TASK STATEMENT: Return every line of the records below verbatim, omitting the pictures.
** begin SUPPLIED INFORMATION **
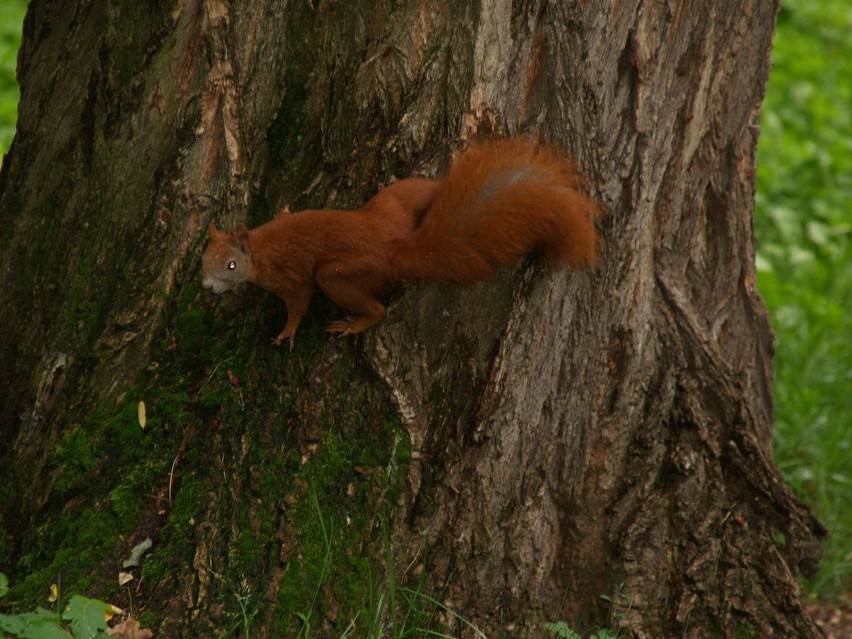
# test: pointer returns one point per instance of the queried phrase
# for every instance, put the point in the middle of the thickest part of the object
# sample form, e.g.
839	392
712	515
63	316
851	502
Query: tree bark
524	447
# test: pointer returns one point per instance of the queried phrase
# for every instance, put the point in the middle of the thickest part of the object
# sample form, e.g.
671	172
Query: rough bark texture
529	444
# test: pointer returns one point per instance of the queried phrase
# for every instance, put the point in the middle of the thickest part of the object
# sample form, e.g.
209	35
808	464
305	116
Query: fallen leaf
137	552
129	629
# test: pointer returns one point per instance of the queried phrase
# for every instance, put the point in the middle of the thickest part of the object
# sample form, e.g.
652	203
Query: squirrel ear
241	237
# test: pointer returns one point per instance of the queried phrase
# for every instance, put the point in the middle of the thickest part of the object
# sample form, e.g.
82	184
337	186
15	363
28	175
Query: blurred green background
** end SUPPLIED INFORMATION **
SOLUTION TO THIS EXERCISE:
# test: pointer returns one point per instance of the queried phrase
# for every instance, put the point in the middle of the thickest part of the object
# sample form, e.g.
839	392
712	515
63	316
851	502
Query: tree bark
524	447
# test: pointer returns one point per instance of the queried phrase
# for every instance, put the point in the middle of the thickest part of the object
# sample form, e.g.
671	172
Query: rough bark texture
529	444
# test: pointer returns one point per instance of the queried phrase
# for every instance, put the point in the middle of the thickest part of the object
# sample form, e.g.
209	35
808	464
305	116
Query: fallen leaf
137	552
129	629
# test: pointer returns one point per instance of the queried phrase
# for every instance, put the point in the middle of the thickest part of the object
# sample form, e.g.
652	203
Query: squirrel ear
241	237
# test: pointer returns one point per instance of the queried phrase
# for every instance, put the point in the middle of the thickest part of the object
# sample form, e.g.
82	184
337	186
15	363
28	175
Query: blurred green background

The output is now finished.